• _To be done_:
List every line in the records below that contains the string "parking", matching case exactly.

[Data entries]
** Begin **
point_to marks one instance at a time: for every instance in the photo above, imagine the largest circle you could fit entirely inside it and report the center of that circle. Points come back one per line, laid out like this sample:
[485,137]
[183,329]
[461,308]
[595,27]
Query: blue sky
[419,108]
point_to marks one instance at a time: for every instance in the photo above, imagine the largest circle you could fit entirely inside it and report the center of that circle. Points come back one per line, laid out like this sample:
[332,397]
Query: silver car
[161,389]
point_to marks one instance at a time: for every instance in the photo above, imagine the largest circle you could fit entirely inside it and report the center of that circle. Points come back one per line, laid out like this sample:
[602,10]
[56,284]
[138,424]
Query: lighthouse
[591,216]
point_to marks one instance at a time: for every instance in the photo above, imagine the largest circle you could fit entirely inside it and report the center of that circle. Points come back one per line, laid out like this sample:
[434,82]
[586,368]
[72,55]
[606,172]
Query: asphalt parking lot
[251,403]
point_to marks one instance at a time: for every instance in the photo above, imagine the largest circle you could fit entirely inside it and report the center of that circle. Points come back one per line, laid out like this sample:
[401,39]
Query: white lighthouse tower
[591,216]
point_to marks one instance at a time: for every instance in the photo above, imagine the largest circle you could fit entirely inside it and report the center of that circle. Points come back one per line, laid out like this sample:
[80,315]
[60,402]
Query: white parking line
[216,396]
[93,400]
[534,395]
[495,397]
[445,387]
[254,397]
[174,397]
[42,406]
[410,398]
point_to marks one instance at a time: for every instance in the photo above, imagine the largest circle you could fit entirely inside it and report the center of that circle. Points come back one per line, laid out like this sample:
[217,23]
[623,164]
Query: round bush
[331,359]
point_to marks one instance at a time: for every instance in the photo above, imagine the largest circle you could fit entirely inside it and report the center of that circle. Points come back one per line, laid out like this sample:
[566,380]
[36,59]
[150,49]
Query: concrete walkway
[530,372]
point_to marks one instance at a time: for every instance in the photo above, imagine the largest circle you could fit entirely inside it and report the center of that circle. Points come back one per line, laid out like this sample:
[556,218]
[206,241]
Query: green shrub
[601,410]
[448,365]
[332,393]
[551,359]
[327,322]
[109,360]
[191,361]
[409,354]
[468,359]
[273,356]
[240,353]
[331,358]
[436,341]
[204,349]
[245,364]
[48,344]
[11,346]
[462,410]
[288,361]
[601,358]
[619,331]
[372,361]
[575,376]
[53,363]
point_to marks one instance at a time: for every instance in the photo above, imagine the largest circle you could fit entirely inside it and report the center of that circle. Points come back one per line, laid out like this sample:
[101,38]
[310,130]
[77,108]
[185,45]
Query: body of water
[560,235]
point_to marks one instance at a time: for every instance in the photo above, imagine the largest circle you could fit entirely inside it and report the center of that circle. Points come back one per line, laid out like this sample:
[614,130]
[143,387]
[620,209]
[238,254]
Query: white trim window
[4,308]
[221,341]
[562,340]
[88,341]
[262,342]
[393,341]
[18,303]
** End **
• _Solved exercise_:
Query: asphalt parking lot
Query: white parking line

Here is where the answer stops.